◆ PROBLEMS AND TASKS
1. Answer these questions from the classroom setup text, one per line:
(a) What color are the accents in the classroom?
(b) From which event were the classroom's learning spaces adapted?
(c) What is the area at the center of the room called?
2. Pick up the classroom setup text right after its last sentence and keep writing it.

◆ READING TEXT
━━━

This week was a whirlwind with the first day of school on Tuesday and two days later, Back to School Night. After engaging in a conversation about setting up a classroom environment that is conducive to learning with parents and teachers, I decided to share my classroom space, beginning of school materials and philosophy in setting up a positive learning environment for my students.

The Landscape of My Classroom:

The set up of my classroom,  the colors, decorations are all influenced by brain theory.  My classroom is beige with green accents. I do not put up boarders or tons of posters around my room because I find them to be a distraction and chaotic for my students. Green is a calming color that represents nature and the environment. I even have two comfy green chairs that students can do work in. The necessary learning tools are available to students to access: pencils, whole puncher, and pencil sharpener.  Behind closets and cabinets I store additional supplies for easy access: highlighters, colored pencils, markers, glue, scissors.

There are three different learning spaces in my classroom. I have adapted these learning spaces from ISTE 2015 Convention. The center of the room, the tables are in a U-shaped organization. This is the space where I teach mini-lessons and face the SMARTBoard. This area is called the “campfire” where we learn from experts and participate in group discussions.

━━━

◆ STORED ROWS
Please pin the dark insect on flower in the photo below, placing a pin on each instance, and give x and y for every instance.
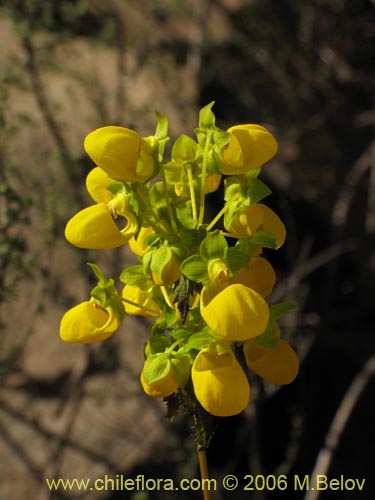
(183, 291)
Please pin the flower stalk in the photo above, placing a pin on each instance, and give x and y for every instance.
(206, 295)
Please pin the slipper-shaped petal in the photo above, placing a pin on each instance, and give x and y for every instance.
(220, 384)
(121, 153)
(88, 322)
(94, 228)
(250, 146)
(278, 365)
(237, 313)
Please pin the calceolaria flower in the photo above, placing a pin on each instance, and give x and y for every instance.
(249, 147)
(204, 290)
(220, 384)
(121, 153)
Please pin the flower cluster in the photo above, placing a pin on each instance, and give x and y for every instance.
(203, 283)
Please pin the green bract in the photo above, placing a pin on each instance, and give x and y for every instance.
(201, 283)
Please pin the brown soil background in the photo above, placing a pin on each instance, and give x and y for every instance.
(301, 68)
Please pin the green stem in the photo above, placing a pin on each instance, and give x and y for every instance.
(135, 304)
(229, 235)
(166, 297)
(203, 179)
(192, 194)
(167, 200)
(218, 217)
(202, 460)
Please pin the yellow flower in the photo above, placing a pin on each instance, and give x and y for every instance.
(278, 365)
(236, 313)
(249, 147)
(249, 220)
(259, 276)
(161, 388)
(220, 384)
(94, 227)
(88, 322)
(96, 184)
(120, 152)
(168, 272)
(137, 245)
(141, 297)
(212, 182)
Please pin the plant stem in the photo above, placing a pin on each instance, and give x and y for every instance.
(135, 304)
(167, 200)
(202, 460)
(192, 194)
(203, 179)
(218, 217)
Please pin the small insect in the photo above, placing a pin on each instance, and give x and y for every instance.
(183, 294)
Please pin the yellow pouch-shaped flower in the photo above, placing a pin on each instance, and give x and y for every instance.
(212, 182)
(237, 312)
(278, 365)
(96, 184)
(220, 384)
(94, 227)
(88, 322)
(161, 388)
(121, 153)
(137, 245)
(259, 276)
(250, 146)
(141, 297)
(249, 220)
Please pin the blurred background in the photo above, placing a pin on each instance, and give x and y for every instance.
(305, 70)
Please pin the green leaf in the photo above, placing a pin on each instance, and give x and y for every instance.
(184, 216)
(195, 269)
(135, 276)
(160, 258)
(256, 191)
(157, 344)
(200, 340)
(207, 117)
(180, 365)
(99, 294)
(232, 188)
(156, 367)
(184, 150)
(214, 246)
(268, 337)
(278, 310)
(236, 259)
(97, 271)
(115, 187)
(265, 239)
(162, 127)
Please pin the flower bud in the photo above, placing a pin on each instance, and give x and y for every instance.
(247, 221)
(96, 184)
(141, 297)
(259, 275)
(249, 147)
(138, 245)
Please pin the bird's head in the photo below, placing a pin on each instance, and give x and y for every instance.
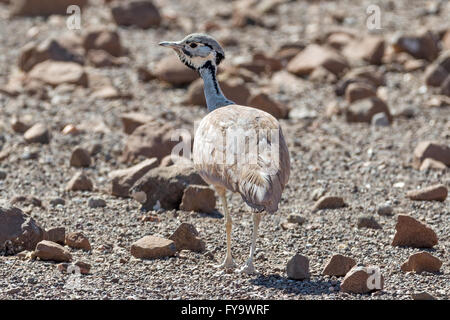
(197, 50)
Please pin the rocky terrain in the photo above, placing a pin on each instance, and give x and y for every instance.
(92, 207)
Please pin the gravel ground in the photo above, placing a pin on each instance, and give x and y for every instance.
(359, 162)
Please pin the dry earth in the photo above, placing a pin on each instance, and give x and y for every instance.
(367, 165)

━━━

◆ RESULTS FOR EACH TASK
1.
(a) Green.
(b) The ISTE 2015 Convention.
(c) The "campfire."

2.
In another area of the room I have set up tables in quads for small group and collaborative work. This area is referred to as the “watering hole” and this space allows me to work with small groups and even teach mini-lessons in small setting to target skill development.

For my students who prefer to work alone, there are areas of desks off on the side for students to work quietly and independently. This space is called the “cave.”

The walls in my classroom highlight learning outcomes, student exemplars, and book title suggestions. I have found some awesome ideas on Pinterest that inspired my Homework board and the board that posts my CCLS, Learning Goals and Essential Questions.

I was also inspired by Pinterest in revising my syllabus for this school year. And took my template from Everyone is a Genius Blog. I got a ton of positive feedback from parents and my principal about this document.

For Back to School Night, I shared these slides to give parents additional insight in my classroom teaching and philosophy.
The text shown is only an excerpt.